Top of THE INPUT

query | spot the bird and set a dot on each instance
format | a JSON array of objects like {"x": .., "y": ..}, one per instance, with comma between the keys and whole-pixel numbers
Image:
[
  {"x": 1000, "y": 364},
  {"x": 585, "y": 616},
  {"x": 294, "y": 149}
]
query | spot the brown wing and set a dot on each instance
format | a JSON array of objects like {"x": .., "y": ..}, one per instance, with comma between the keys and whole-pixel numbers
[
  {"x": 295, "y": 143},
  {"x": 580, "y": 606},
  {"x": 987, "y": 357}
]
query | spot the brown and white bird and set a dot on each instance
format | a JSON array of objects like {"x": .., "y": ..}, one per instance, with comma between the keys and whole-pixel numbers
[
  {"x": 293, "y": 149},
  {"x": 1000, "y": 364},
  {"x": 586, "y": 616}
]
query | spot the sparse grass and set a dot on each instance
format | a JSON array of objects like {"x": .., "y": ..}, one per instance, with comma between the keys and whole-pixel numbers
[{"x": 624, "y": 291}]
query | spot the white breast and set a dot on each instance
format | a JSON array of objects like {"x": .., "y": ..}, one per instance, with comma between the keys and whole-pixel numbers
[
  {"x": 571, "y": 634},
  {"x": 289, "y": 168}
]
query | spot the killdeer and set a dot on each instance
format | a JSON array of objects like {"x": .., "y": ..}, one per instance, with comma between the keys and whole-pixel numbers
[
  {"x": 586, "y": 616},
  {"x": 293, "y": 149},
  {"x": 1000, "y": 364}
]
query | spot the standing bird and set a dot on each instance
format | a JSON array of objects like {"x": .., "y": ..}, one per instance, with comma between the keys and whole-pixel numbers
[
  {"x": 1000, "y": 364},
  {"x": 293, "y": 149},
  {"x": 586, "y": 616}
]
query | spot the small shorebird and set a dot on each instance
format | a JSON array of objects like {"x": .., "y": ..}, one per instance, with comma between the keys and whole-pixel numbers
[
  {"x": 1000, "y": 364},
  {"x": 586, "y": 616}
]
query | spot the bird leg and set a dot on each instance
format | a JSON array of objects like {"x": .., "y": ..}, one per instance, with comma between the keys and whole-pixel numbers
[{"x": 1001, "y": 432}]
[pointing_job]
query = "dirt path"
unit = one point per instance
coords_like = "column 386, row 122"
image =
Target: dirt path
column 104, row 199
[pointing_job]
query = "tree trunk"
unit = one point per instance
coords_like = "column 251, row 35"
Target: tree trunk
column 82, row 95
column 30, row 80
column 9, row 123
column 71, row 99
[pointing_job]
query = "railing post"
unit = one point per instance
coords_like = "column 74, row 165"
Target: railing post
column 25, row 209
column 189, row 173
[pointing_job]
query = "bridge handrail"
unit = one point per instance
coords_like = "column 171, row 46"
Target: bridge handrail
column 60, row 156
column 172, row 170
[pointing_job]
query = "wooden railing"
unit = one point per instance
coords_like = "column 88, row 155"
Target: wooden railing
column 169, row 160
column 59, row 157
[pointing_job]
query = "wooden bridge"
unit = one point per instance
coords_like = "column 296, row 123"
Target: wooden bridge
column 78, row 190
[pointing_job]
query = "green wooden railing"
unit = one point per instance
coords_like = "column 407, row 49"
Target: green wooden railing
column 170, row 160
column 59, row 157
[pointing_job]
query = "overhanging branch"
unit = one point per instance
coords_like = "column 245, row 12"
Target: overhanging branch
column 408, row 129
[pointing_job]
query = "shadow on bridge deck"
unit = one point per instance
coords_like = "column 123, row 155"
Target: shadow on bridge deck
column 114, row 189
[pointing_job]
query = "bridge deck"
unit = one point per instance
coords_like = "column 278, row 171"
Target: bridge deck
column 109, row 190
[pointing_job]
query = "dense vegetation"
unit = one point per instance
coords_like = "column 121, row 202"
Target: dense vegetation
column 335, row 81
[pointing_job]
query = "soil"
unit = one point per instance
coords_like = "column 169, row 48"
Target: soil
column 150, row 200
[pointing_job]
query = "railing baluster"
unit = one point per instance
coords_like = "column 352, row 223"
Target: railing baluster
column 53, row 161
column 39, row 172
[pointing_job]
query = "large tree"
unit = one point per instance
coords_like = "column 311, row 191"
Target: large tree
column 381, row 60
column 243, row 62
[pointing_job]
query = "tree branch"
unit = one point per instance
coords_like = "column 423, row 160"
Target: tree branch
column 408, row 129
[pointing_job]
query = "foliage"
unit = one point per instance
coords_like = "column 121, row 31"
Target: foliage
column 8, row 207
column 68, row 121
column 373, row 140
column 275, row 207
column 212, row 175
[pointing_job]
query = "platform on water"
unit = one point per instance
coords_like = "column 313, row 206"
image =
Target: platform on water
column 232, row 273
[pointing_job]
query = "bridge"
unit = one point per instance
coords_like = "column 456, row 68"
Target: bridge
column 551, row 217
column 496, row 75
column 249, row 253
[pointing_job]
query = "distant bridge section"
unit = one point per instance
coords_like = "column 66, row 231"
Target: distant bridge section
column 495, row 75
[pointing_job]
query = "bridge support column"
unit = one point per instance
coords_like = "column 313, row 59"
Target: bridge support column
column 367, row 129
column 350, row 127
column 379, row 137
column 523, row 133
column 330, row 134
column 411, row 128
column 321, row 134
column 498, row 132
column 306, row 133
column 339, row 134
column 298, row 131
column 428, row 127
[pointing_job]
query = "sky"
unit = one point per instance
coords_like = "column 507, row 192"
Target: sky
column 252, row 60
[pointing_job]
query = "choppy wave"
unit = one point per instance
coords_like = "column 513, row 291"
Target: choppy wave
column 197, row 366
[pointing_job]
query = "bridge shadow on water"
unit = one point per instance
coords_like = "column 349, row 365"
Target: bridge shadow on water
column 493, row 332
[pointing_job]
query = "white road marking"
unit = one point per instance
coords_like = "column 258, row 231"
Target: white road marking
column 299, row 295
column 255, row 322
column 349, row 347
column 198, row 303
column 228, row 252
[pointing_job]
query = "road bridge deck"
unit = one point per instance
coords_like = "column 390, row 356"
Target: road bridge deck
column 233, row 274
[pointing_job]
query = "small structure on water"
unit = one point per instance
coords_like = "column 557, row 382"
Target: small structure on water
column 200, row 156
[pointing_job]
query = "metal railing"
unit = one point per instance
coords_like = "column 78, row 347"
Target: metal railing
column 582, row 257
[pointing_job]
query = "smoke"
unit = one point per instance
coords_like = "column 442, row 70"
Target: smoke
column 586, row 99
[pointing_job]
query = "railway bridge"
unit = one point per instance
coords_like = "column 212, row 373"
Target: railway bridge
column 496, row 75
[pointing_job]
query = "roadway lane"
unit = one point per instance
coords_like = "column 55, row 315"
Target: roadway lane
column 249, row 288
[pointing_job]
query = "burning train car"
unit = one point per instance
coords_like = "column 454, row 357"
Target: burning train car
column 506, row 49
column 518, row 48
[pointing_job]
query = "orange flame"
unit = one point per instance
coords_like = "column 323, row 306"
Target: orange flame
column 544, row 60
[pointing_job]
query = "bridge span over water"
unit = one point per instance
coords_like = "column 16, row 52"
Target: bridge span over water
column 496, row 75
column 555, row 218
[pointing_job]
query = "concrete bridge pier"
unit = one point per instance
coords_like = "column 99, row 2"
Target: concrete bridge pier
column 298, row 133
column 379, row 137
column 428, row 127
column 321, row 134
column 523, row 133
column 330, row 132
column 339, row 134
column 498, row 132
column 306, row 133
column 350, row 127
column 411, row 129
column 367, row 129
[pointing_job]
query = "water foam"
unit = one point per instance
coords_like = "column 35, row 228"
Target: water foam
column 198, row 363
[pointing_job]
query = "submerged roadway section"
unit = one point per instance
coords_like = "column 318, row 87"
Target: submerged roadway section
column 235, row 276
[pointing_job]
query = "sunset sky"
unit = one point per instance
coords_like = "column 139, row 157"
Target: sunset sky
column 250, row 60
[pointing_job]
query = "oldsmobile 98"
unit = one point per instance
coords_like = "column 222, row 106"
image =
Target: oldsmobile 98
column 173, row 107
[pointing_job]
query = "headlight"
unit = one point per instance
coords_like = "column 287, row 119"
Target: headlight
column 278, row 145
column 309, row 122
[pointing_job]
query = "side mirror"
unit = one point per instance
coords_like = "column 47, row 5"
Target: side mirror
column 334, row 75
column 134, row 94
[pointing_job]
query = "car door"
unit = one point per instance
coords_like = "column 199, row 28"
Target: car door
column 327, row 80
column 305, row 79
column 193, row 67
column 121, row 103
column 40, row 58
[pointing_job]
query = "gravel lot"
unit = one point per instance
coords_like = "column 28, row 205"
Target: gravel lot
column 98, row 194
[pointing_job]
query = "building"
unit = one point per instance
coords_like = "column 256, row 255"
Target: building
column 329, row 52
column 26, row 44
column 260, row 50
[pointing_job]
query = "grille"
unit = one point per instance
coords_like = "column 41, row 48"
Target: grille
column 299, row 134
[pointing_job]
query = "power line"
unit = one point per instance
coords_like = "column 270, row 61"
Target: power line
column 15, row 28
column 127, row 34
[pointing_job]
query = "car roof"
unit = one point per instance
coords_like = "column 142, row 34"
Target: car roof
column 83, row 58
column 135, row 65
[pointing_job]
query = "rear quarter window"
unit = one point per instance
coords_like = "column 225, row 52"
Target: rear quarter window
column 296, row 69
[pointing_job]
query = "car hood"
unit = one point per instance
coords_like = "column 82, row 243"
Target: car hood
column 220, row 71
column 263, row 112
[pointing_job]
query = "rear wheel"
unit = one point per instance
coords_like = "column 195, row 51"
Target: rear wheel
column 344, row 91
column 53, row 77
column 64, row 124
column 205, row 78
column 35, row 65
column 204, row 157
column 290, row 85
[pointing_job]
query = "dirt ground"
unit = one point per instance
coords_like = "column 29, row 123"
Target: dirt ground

Bottom of THE INPUT

- WORK INSTRUCTION: Above are the records; report each line in them that includes the word "brown".

- RESULT OF THIS EXERCISE:
query | spot the brown wing and set a dot on each instance
query | spot the brown and white bird and set a dot on each instance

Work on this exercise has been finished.